- Data shown
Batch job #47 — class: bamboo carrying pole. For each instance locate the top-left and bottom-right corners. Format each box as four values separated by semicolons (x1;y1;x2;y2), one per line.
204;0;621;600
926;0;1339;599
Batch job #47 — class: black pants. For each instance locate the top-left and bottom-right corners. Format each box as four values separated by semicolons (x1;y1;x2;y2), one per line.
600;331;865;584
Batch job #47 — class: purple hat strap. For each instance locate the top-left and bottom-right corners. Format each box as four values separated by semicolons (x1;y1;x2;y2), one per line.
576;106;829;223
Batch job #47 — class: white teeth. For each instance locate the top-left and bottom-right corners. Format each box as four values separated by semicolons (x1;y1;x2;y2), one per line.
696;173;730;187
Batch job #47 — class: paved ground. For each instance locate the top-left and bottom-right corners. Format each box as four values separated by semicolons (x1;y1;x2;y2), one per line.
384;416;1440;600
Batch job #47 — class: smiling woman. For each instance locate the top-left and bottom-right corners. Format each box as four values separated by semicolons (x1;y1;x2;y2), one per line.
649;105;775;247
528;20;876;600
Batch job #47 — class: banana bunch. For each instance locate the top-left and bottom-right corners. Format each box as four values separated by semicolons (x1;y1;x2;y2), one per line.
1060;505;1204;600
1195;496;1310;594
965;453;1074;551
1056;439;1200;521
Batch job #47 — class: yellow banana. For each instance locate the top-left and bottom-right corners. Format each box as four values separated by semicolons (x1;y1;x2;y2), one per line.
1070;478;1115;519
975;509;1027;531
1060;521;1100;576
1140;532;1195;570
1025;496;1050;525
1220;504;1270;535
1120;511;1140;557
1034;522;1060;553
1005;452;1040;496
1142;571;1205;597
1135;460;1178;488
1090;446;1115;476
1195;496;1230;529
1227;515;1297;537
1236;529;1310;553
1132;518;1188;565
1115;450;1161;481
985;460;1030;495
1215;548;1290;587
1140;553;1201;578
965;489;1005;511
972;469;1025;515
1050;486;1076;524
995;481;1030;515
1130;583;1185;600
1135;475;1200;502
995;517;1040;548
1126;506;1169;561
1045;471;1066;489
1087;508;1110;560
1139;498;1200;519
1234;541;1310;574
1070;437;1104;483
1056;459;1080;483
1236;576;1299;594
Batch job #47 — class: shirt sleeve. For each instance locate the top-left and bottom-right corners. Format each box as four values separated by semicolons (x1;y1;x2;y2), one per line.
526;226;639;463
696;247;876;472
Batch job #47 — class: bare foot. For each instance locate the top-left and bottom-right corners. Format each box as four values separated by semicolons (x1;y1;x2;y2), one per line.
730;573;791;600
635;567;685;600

- Aim of the exercise
Rescale the material from its first line through the line containing "528;20;876;600", both included. Write every line again, requests unchanged, but multiply each box coordinate in the answers by 0.7 and round to whole numbers, with halves rounding up.

- Solution to this problem
Batch job #47 — class: bamboo carrying pole. For each instance locate the top-left and bottom-right corners. Format each box as four values separated by semicolons (x1;y1;x2;y2), one per line.
143;0;435;420
648;0;937;419
Batch job #47 — class: black pants. For each instance locate the top-left and bottom-right corners. Format each box as four values separated by semicolons (x1;y1;x2;y2), one per line.
420;232;606;409
Batch job #47 — class: purple hat strap. For each instance locate the top-left and bottom-right corners. Format each box as four values separated by semicolons (x1;y1;x2;y2), one per line.
403;74;580;156
Batch job #47 — class: white teeth. For each instance locate the top-left and bottom-right corners. Format each box as four values separated by semicolons (x1;y1;x2;y2), one per line.
487;121;511;131
Batch job #47 — class: paved ground. For each instance locate the top-left and bottom-right corners. Format each box as four values separated by semicolons (x1;y1;x2;y2), one per line.
269;291;1008;420
Batch job #47 — class: smiling woman. For each instance locate the top-left and bottom-right corners. Format each box as four values separated by semicolons (x1;y1;x2;y2), one per line.
454;74;543;173
370;14;613;420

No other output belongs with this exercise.